[Segmentation dataset excerpts]
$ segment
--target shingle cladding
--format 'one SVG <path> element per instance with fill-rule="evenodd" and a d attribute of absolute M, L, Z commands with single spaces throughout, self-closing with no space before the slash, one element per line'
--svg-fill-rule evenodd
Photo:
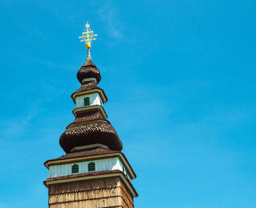
<path fill-rule="evenodd" d="M 96 67 L 94 63 L 92 63 L 91 58 L 87 58 L 86 63 L 83 63 L 78 71 L 77 77 L 81 84 L 83 84 L 83 80 L 86 78 L 95 78 L 97 83 L 99 83 L 101 80 L 99 70 Z"/>
<path fill-rule="evenodd" d="M 86 78 L 95 78 L 97 82 L 101 79 L 99 71 L 92 63 L 90 56 L 78 72 L 78 79 L 81 83 Z M 99 89 L 105 96 L 104 90 L 94 81 L 84 82 L 74 93 L 86 93 L 86 91 L 92 89 Z M 123 145 L 114 128 L 104 118 L 102 112 L 96 109 L 78 113 L 75 121 L 67 126 L 59 139 L 60 145 L 66 153 L 70 153 L 75 147 L 93 144 L 105 145 L 112 150 L 121 151 Z"/>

:: WHAT TO WORK ON ::
Could you reproduce the whole listing above word for word, leaving out the pictures?

:: SOLUTION TO THE EXERCISE ::
$ segment
--target shingle cladding
--format 'one SVG <path> element per instance with fill-rule="evenodd" and a d attribute of absolute M, L, Z commands with single spaces throughout, self-closing with no space before the slash, one element per line'
--svg-fill-rule evenodd
Photo:
<path fill-rule="evenodd" d="M 96 67 L 94 63 L 92 63 L 91 58 L 87 58 L 86 63 L 83 63 L 78 71 L 77 77 L 81 84 L 83 84 L 83 80 L 86 78 L 95 78 L 97 83 L 99 83 L 101 80 L 99 70 Z"/>
<path fill-rule="evenodd" d="M 86 78 L 95 78 L 97 82 L 101 79 L 99 71 L 92 63 L 90 56 L 78 72 L 78 79 L 81 83 Z M 99 89 L 105 96 L 104 90 L 94 81 L 84 82 L 74 93 L 86 93 L 86 91 L 92 89 Z M 123 145 L 114 128 L 104 118 L 102 112 L 96 109 L 78 113 L 75 121 L 67 126 L 59 139 L 60 145 L 66 153 L 70 153 L 75 147 L 93 144 L 105 145 L 112 150 L 121 151 Z"/>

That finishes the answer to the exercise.